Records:
* START *

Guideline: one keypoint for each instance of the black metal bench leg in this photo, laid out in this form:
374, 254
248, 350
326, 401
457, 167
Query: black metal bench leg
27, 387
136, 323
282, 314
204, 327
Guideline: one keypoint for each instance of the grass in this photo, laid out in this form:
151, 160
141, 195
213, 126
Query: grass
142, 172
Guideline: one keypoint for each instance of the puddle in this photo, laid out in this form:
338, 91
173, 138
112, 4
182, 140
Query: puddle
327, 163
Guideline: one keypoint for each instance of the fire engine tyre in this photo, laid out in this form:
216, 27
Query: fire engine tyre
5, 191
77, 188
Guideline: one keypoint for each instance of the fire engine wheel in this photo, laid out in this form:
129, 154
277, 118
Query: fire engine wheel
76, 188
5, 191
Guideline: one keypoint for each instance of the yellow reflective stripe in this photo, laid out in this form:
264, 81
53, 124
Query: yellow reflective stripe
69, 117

* END *

## What the exercise asks
Convert the entire listing above into a JSON array of strings, with one string for each line and any blank lines omitted.

## Response to this exercise
[
  "Guideline: one keypoint for each instance of the black metal bench leg in this photo, laid out in this form:",
  "374, 254",
  "248, 350",
  "326, 401",
  "457, 167",
  "Query: black metal bench leg",
  "27, 387",
  "136, 323",
  "282, 314",
  "204, 327",
  "Guideline: one keypoint for each instance of the grass in this photo, laid out in this form:",
  "151, 160",
  "141, 195",
  "213, 126",
  "Query: grass",
  "142, 172",
  "Guideline: one keypoint for each instance of the puddle in this photo, laid out in this form:",
  "338, 91",
  "173, 138",
  "112, 4",
  "182, 140",
  "Query: puddle",
  "327, 163",
  "Guideline: one keypoint for each instance of the fire engine tyre in this photo, laid out in this form:",
  "216, 27",
  "Query: fire engine tyre",
  "5, 191",
  "77, 188",
  "Guideline: one keypoint for each instance of the fire engine wheel in this photo, laid out in this form:",
  "129, 154",
  "277, 118",
  "Query: fire engine wheel",
  "76, 188",
  "5, 191",
  "Guideline: one keypoint for each instance of the yellow reflective stripe in this photo, laid out in this form:",
  "264, 81",
  "53, 124",
  "Query: yellow reflective stripe",
  "69, 117"
]